AIM OF THE EXERCISE — This task calls for copying every line in the data below that contains the word "white".

++++++++

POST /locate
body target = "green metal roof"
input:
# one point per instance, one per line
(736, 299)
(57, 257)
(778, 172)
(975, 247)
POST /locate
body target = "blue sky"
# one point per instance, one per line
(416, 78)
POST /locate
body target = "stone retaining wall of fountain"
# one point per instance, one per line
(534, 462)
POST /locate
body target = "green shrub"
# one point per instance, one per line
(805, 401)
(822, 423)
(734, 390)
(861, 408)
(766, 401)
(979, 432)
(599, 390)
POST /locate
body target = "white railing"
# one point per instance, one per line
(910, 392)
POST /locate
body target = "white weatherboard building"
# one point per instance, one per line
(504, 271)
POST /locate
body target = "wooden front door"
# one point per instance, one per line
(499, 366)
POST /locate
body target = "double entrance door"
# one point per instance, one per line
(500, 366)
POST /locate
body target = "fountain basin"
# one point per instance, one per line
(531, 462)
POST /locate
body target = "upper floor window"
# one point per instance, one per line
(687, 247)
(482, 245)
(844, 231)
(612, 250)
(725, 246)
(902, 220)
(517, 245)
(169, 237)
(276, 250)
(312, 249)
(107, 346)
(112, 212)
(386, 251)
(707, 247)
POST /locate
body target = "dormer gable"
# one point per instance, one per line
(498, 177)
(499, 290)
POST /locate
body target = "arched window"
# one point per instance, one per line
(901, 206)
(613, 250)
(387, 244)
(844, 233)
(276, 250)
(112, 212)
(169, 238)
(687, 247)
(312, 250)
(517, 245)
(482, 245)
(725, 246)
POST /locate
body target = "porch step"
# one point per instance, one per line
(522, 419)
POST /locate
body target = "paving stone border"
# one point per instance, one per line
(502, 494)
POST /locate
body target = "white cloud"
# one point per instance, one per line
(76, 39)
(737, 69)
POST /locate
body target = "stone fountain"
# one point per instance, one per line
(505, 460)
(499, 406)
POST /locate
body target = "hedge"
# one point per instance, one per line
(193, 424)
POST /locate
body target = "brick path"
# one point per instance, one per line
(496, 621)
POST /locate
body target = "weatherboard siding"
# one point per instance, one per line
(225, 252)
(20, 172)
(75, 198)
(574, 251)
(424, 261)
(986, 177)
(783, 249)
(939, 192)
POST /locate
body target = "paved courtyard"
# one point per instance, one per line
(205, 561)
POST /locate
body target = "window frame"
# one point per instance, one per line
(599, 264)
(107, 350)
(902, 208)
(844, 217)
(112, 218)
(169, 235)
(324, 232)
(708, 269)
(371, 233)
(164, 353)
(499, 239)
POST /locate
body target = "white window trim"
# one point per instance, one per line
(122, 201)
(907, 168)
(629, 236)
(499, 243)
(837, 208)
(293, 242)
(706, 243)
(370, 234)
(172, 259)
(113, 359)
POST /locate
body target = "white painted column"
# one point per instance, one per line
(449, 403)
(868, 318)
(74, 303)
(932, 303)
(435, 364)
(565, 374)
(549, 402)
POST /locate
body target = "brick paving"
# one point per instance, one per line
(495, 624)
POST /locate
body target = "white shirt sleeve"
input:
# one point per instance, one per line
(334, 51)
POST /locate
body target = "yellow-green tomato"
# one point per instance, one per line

++++++++

PROBLEM SOLUTION —
body target = "white railing"
body target = "white weatherboard building"
body target = "white cloud"
body target = "white window trim"
body target = "white painted column"
body target = "white shirt sleeve"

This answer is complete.